**Aim of the task**
Copy out all of the lines below word for word.

--- begin Data supplied ---

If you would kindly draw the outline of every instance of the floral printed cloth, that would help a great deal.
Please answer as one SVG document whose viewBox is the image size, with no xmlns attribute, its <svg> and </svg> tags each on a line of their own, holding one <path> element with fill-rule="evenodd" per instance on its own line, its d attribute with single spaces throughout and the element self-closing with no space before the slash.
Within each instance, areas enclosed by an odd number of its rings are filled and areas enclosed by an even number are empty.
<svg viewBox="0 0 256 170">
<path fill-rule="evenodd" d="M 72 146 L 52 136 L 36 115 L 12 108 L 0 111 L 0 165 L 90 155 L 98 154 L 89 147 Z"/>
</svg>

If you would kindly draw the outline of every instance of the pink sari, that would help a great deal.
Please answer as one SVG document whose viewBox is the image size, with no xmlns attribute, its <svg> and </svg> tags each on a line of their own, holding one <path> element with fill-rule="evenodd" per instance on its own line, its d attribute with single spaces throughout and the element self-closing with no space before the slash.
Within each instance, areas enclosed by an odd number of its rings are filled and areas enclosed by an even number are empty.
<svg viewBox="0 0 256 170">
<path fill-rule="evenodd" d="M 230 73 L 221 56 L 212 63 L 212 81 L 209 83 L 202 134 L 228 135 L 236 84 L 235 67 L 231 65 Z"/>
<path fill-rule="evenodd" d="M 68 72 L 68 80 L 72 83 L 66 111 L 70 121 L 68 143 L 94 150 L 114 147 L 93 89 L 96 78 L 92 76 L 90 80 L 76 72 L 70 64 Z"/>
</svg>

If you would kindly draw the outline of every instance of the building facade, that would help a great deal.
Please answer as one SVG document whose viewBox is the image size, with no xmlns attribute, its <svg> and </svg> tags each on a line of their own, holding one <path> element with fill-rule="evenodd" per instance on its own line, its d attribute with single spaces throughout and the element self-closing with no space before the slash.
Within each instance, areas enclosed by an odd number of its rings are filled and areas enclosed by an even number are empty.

--- end Data supplied ---

**Solution**
If you would kindly draw the outline of every instance of the floral printed cloth, that would help a great deal.
Please answer as one SVG document whose viewBox is the image size, with no xmlns attribute, its <svg> and </svg> tags each on a line of their own, holding one <path> element with fill-rule="evenodd" per instance on its own line, its d attribute with single spaces throughout and the element self-closing with no space before the slash.
Within each instance, areas enclosed by an odd number of its rings are filled and areas enclosed by an even number are empty.
<svg viewBox="0 0 256 170">
<path fill-rule="evenodd" d="M 72 146 L 52 136 L 36 115 L 12 108 L 0 111 L 0 165 L 90 155 L 98 154 L 89 147 Z"/>
</svg>

If you would kindly draw the outline of every instance of the pink sari, that would help a great deal.
Please answer as one SVG document whose viewBox is the image size, with no xmlns attribute, its <svg> and </svg> tags each on a line of their own, holding one <path> element with fill-rule="evenodd" per instance on its own line, its d attribute with single spaces throughout and the element self-closing with no space before the slash.
Within each instance, areas enclosed by an odd number of its rings are filled and areas enclosed by an even number are empty.
<svg viewBox="0 0 256 170">
<path fill-rule="evenodd" d="M 230 73 L 221 56 L 212 63 L 212 81 L 209 83 L 202 134 L 228 135 L 236 84 L 235 67 L 231 65 Z"/>
<path fill-rule="evenodd" d="M 68 72 L 68 80 L 72 83 L 66 111 L 70 121 L 68 143 L 94 150 L 114 147 L 93 89 L 96 78 L 92 76 L 90 80 L 76 72 L 70 64 Z"/>
</svg>

If you would kindly draw the outline of every instance of the building facade, that would help a great deal.
Please answer as one SVG document whose viewBox is the image size, with no xmlns attribute, its <svg> and </svg> tags each on a line of their own, holding one <path> element with fill-rule="evenodd" per instance on its own line, its d attribute with single spaces throughout and the element self-closing with no space before the slash.
Within each instance, areas enclosed by an odd number of its rings are filled and areas enclosed by an even number are empty.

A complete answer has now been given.